> [Soal A]:
Gantilah "photograph" dengan "image" pada baris data, mulai dari baris pertama sampai baris yang memuat "[[148, 52]]", lalu tuliskan kembali baris-baris itu tanpa perubahan lain. Gambar tidak perlu disertakan dalam jawaban.
===== Bacaan
Farouk Minta Supaya TKI Yang Dikirim Ke Luar Negeri Harus Skilled Workers

Nusantarakini.com, Jakarta –

Tenaga Kerja Indonesia (TKI) yang bekerja di luar negeri banyak tersebar di Malaysia, China, Hong Kong, Taiwan, Arab Saudi, dan sejumlah negara Timur Tengah lainnya. Namun, hingga saat ini masih kerap terjadi perlakuan yang tidak semestinya yang menimpa para TKI di luar negeri. Akar persoalannya adalah banyak dari pekerja migran ini tidak memiliki keterampilan yang memadai atau “unskilled” dan banyak pula yang masuk ke negara lain secara ilegal atau menjadi ilegal setelah masuk kedalam.

Para TKI “unskilled” ini, khususnya yang “irregular workers” atau bahasa kasarnya “illegal workers” memang terpaksa meninggalkan Indonesia dalam kerangka untuk meningkatkan taraf hidup yang lebih baik, akibat keterbasan lapangan pekerjaan di dalam negeri.

Tak jarang, mereka akhirnya menghadapi banyak masalah hukum di negara tujuan, disamping mendapat tindakan tidak manusiawi dari majikan seperti kekerasan fisik dan psikis, pelecehan seksual untuk tenaga kerja wanita, dan tindakan diskriminatif lainnya.
==========
> [Soal B]:
Kutiplah bagian bacaan tentang TKI di luar negeri apa adanya, mulai dari "Farouk Minta Supaya" sampai "setelah masuk kedalam.".
===== Data untuk Diolah
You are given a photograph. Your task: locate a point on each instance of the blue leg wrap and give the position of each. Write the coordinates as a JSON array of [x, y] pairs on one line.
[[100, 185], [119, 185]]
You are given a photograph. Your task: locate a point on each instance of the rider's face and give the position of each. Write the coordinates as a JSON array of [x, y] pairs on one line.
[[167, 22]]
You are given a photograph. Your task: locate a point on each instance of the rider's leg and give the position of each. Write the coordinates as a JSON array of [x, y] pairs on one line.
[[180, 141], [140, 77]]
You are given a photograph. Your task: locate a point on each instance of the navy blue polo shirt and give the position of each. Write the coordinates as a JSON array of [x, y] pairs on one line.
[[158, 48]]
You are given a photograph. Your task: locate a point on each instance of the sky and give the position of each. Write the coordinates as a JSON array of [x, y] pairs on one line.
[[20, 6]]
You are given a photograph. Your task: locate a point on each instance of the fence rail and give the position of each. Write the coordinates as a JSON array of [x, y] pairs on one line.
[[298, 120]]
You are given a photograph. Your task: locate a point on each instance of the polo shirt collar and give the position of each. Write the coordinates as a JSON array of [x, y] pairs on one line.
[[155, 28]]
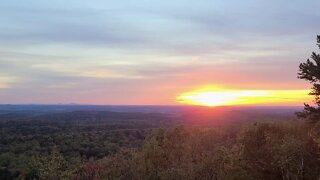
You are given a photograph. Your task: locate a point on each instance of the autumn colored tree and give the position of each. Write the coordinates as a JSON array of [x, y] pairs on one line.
[[310, 71]]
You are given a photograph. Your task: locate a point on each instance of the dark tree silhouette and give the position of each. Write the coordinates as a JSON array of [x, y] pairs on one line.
[[310, 71]]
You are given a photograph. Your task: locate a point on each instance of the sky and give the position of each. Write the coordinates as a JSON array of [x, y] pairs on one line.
[[148, 52]]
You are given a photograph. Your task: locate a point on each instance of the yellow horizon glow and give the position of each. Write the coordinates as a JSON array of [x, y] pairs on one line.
[[226, 97]]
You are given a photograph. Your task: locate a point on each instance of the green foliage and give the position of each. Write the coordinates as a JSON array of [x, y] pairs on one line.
[[310, 71]]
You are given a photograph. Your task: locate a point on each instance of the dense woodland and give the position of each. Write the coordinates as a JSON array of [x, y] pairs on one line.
[[248, 144], [218, 143]]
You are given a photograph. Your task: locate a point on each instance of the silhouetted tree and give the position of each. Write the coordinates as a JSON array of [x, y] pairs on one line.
[[310, 71]]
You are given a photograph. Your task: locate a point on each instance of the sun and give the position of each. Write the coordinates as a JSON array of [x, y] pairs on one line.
[[225, 97]]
==========
> [Penyelesaian Lengkap A]:
You are given a image. Your task: locate a point on each instance of the blue leg wrap and give the position of each. Write the coordinates as a JSON array of [x, y] pairs on one line.
[[100, 185], [119, 185]]
You are given a image. Your task: locate a point on each instance of the rider's face and give the position of each. Write the coordinates as a JSON array of [x, y] pairs on one line.
[[167, 22]]
You are given a image. Your task: locate a point on each instance of the rider's leg and give the position of each. Write the coordinates as a JSON array of [x, y] pairs on one line.
[[180, 141], [140, 77]]
You are given a image. Your task: locate a point on each instance of the navy blue polo shirt and give the position of each. Write the coordinates as a JSON array of [x, y] pairs on one line.
[[158, 48]]
You are given a image. Your task: locate a point on each instance of the sky and give the position of each. Write the coordinates as a JSON array of [x, y] pairs on one line.
[[20, 6]]
You are given a image. Your task: locate a point on each instance of the fence rail and give the position of each. Write the coordinates as a JSON array of [x, y] pairs on one line.
[[298, 120]]
You are given a image. Your task: locate a point on each instance of the polo shirt collar and give the position of each. Write the coordinates as a JSON array of [x, y] pairs on one line.
[[155, 28]]
You are given a image. Your task: locate a point on each instance of the autumn colored tree and give the position of each. Write the coordinates as a JSON array of [x, y] pairs on one line.
[[310, 71]]
You are given a image. Your task: locate a point on each instance of the dark tree silhouette and give the position of each. Write the coordinates as a JSON array of [x, y] pairs on one line.
[[310, 71]]
You are given a image. Your task: locate a point on each instance of the sky and give the position of each. Write the coordinates as a JSON array of [x, y] pairs on one line.
[[148, 52]]

> [Penyelesaian Lengkap B]:
Farouk Minta Supaya TKI Yang Dikirim Ke Luar Negeri Harus Skilled Workers

Nusantarakini.com, Jakarta –

Tenaga Kerja Indonesia (TKI) yang bekerja di luar negeri banyak tersebar di Malaysia, China, Hong Kong, Taiwan, Arab Saudi, dan sejumlah negara Timur Tengah lainnya. Namun, hingga saat ini masih kerap terjadi perlakuan yang tidak semestinya yang menimpa para TKI di luar negeri. Akar persoalannya adalah banyak dari pekerja migran ini tidak memiliki keterampilan yang memadai atau “unskilled” dan banyak pula yang masuk ke negara lain secara ilegal atau menjadi ilegal setelah masuk kedalam.